● TRECHO CITADO:
────

O dióxido de carbono (CO2) é o principal gás gerador do efeito estufa (GEE), fenômeno associado ao aquecimento global e às mudanças climáticas. Nos últimos anos, pesquisadores mostraram que o CO2 pode ser capturado de processos industriais ou diretamente da atmosfera e usado como insumo de combustíveis renováveis.

No mundo, soluções tecnológicas capazes de realizar esse processo já fazem a transição dos laboratórios de pesquisa para a produção em escala industrial. No Brasil, dois projetos têm o potencial de colocar o país entre os detentores de tecnologias capazes de usar o gás carbônico como insumo para o abastecimento de diferentes tipos de veículos.

────

● MATERIAL FORNECIDO:
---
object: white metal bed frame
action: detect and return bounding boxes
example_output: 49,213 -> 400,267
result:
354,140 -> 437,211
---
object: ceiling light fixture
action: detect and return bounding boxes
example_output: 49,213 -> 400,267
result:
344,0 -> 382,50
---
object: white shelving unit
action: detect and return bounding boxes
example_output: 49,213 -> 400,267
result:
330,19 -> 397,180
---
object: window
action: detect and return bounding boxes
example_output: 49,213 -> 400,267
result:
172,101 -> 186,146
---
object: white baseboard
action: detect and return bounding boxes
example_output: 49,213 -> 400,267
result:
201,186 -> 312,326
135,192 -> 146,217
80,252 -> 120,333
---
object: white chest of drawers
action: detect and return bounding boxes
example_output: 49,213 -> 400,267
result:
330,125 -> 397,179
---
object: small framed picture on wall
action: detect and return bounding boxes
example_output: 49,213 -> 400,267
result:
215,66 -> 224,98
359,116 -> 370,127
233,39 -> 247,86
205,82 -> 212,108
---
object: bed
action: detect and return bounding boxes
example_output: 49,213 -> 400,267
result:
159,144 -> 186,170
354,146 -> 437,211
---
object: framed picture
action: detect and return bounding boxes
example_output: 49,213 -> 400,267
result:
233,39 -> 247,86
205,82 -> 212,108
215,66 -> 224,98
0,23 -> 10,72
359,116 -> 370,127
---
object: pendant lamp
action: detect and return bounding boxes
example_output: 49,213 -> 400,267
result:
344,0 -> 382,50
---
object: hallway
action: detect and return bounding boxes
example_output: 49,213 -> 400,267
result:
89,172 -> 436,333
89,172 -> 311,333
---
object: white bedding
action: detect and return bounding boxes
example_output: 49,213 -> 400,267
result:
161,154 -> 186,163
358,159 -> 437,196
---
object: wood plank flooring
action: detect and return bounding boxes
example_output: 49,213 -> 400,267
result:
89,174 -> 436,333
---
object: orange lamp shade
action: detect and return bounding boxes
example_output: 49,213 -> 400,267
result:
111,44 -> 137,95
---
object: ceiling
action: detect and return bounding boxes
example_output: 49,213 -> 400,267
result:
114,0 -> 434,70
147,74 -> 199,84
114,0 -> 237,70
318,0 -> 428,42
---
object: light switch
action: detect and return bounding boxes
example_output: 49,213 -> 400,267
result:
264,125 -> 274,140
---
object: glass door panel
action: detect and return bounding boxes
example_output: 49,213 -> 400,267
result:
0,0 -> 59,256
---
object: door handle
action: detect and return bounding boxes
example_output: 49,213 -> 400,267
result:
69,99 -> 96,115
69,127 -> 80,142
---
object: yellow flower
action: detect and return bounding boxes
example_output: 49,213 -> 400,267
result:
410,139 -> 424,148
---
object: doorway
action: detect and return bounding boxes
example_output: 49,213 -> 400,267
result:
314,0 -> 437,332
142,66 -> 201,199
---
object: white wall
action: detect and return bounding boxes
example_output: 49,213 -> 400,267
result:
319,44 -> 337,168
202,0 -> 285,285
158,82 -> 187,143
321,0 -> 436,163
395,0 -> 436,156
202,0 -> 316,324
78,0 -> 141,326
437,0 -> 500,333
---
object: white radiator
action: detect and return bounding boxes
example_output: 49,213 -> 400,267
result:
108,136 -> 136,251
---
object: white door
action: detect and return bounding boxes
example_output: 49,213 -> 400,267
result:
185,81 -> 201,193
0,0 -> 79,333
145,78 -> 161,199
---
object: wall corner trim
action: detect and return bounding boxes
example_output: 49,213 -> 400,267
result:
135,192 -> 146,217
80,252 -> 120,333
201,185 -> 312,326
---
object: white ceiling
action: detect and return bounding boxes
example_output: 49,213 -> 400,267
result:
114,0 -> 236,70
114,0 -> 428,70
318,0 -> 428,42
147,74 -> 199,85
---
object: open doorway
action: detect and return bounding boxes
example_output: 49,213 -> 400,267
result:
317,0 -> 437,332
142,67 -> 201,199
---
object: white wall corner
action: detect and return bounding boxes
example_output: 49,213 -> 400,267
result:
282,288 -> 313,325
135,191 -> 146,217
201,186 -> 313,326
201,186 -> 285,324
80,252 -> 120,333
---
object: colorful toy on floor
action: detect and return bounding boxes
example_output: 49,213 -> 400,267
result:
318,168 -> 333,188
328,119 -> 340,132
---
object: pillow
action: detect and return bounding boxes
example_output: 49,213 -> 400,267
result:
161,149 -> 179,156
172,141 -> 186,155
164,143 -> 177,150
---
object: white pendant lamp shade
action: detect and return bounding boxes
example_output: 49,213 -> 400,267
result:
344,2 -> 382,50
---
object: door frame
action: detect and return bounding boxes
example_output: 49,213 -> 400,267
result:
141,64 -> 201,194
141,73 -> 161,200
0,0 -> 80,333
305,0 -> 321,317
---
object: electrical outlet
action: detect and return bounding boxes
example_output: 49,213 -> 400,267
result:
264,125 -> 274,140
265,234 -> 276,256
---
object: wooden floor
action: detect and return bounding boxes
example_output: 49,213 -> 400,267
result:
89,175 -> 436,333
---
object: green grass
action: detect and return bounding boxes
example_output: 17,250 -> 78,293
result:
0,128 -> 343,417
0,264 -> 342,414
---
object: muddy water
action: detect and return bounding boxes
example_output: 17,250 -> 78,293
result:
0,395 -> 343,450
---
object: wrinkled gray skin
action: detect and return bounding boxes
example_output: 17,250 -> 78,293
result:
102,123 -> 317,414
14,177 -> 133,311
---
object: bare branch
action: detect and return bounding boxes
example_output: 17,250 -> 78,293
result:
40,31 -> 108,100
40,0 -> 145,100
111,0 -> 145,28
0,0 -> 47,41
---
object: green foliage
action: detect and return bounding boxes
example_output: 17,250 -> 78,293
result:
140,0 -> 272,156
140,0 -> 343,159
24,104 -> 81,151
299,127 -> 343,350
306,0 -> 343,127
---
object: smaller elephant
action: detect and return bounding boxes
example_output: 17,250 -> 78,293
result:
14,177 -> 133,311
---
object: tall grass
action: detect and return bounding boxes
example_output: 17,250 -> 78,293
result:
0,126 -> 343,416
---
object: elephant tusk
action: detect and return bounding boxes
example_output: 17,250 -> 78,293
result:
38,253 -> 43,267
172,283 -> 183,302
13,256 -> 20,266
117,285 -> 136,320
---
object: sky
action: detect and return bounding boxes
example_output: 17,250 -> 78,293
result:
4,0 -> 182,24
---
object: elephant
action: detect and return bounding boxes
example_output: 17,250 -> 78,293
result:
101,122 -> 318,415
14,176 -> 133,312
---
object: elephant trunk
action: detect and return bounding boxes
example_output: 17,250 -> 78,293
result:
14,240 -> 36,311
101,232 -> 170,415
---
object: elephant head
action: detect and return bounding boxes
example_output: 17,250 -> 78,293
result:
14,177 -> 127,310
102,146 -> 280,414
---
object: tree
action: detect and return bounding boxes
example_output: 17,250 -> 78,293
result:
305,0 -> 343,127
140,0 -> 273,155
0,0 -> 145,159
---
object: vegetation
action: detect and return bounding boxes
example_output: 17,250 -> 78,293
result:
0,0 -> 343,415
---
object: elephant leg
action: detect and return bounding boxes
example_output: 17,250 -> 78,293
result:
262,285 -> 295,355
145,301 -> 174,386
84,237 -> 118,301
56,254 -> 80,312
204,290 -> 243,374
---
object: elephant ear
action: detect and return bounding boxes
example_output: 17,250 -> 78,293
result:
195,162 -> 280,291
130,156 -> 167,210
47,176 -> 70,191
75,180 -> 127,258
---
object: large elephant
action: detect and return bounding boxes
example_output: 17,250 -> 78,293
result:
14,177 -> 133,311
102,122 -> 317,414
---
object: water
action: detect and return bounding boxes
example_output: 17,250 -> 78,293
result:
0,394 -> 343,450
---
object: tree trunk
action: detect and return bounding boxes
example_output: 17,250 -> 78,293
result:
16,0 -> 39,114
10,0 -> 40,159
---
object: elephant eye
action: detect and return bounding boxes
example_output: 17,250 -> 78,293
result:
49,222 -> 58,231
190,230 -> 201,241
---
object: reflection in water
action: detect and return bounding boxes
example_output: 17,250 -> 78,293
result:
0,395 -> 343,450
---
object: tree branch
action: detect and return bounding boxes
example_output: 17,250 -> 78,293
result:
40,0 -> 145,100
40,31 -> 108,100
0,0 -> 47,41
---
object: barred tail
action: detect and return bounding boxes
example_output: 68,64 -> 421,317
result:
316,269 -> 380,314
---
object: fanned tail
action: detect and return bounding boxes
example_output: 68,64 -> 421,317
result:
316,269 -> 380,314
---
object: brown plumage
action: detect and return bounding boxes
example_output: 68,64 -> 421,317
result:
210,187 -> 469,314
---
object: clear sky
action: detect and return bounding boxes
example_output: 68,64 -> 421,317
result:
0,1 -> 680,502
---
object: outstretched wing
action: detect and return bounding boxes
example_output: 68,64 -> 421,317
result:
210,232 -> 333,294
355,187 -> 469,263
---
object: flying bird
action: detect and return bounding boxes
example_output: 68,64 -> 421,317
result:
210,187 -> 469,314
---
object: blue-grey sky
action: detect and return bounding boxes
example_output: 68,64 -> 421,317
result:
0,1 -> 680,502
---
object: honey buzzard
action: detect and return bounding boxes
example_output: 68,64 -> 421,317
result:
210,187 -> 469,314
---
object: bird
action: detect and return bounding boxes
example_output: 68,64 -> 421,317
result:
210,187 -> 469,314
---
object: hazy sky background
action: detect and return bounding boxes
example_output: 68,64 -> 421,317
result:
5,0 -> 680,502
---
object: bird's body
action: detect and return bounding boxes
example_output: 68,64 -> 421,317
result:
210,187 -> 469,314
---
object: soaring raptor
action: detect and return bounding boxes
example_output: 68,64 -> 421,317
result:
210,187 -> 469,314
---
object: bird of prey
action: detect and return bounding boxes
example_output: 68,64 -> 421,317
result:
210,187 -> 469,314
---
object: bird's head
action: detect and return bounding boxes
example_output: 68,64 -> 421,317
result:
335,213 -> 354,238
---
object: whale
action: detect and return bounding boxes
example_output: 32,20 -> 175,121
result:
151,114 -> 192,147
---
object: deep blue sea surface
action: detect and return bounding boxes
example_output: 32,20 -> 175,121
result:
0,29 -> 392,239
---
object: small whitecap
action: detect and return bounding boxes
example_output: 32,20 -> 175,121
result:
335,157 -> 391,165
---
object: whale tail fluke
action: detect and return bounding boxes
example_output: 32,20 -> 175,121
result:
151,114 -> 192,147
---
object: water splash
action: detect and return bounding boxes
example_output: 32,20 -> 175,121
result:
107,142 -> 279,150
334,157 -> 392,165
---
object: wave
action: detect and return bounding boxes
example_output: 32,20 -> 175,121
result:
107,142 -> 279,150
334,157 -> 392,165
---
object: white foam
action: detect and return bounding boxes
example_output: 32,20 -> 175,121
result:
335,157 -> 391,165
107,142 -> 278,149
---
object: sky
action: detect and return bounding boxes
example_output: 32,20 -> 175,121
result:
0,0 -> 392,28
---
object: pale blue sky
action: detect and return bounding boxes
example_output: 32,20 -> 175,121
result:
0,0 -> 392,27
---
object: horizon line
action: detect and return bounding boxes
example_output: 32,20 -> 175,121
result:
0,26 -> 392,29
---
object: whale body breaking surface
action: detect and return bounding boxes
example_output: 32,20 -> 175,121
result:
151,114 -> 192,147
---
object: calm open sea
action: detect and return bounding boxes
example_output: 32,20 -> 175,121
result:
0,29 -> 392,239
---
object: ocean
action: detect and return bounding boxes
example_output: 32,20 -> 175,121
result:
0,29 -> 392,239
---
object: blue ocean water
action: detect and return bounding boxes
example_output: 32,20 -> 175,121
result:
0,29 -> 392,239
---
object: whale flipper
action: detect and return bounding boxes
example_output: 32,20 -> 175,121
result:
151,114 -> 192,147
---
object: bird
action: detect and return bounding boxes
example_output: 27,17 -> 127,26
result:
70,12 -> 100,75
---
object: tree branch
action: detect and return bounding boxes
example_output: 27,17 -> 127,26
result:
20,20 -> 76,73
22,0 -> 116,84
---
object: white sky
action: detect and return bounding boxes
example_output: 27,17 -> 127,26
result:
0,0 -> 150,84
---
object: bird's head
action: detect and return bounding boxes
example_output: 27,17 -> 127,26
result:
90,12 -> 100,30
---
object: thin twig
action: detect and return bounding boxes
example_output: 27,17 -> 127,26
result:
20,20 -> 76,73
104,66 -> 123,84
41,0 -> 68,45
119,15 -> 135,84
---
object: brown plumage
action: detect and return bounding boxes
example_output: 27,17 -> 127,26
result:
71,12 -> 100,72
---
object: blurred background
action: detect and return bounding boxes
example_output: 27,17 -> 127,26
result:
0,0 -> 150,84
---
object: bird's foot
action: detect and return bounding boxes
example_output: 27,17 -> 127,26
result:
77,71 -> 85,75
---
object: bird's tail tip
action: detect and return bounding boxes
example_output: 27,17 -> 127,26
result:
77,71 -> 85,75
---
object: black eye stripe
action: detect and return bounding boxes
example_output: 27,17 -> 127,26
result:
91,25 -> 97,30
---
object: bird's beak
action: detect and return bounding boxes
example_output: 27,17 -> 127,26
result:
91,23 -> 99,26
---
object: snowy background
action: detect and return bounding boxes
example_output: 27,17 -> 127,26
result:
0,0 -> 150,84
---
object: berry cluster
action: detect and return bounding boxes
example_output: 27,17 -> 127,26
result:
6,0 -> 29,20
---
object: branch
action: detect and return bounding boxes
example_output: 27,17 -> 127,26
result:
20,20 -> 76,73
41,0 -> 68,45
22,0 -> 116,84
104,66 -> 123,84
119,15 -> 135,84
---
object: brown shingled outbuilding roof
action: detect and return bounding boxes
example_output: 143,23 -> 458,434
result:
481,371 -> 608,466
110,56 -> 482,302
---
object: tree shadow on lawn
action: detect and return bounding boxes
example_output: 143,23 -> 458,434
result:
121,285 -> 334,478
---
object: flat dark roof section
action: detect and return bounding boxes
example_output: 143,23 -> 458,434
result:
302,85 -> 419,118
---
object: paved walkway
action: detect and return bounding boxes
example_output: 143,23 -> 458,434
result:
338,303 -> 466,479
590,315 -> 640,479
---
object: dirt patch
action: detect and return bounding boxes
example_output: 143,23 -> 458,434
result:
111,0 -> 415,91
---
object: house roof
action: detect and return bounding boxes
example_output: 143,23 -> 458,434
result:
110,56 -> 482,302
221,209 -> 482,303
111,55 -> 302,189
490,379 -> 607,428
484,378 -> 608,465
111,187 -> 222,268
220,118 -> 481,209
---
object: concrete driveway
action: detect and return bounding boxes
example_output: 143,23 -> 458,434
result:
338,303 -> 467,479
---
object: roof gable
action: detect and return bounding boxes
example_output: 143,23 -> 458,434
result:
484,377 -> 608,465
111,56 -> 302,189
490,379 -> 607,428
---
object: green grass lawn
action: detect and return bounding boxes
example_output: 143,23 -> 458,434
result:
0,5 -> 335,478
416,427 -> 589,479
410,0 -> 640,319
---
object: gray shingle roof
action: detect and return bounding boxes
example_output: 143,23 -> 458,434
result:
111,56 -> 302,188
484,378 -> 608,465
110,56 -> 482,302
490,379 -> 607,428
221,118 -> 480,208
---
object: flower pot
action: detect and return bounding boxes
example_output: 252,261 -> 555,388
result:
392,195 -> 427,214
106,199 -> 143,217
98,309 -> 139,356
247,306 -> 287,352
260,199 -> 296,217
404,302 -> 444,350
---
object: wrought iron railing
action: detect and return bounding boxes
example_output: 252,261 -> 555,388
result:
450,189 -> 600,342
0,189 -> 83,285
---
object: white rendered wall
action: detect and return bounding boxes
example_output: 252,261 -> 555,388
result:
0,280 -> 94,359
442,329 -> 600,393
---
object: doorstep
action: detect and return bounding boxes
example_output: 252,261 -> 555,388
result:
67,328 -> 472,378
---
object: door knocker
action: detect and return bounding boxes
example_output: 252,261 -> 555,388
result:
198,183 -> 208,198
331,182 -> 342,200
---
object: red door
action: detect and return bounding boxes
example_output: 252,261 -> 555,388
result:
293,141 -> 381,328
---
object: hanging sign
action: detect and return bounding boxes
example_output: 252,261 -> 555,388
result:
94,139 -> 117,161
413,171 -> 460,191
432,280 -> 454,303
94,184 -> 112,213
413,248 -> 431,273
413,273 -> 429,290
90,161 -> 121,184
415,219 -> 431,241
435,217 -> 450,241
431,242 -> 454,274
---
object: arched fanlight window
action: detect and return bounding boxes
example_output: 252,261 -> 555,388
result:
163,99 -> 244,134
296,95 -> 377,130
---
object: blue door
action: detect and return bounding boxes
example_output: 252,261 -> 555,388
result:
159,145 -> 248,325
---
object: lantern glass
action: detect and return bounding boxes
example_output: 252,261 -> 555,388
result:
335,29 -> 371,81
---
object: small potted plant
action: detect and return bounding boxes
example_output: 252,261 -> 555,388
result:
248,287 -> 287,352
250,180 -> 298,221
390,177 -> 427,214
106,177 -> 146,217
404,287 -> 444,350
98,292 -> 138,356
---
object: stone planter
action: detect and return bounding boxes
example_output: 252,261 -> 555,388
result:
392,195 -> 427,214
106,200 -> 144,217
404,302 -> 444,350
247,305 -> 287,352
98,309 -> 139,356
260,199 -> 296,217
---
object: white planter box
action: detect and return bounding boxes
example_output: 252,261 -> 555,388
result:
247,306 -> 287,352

────

● ENUNCIADO A:
De acordo com o trecho citado, qual gás é o principal gerador do efeito estufa?
● ENUNCIADO B:
Traduza para o inglês esta frase do trecho citado: "No Brasil, dois projetos têm o potencial de colocar o país entre os detentores de tecnologias capazes de usar o gás carbônico como insumo para o abastecimento de diferentes tipos de veículos."

● RESPOSTA A:
O dióxido de carbono (CO2).

● RESPOSTA B:
In Brazil, two projects have the potential to place the country among the holders of technologies capable of using carbon dioxide as an input for fueling different types of vehicles.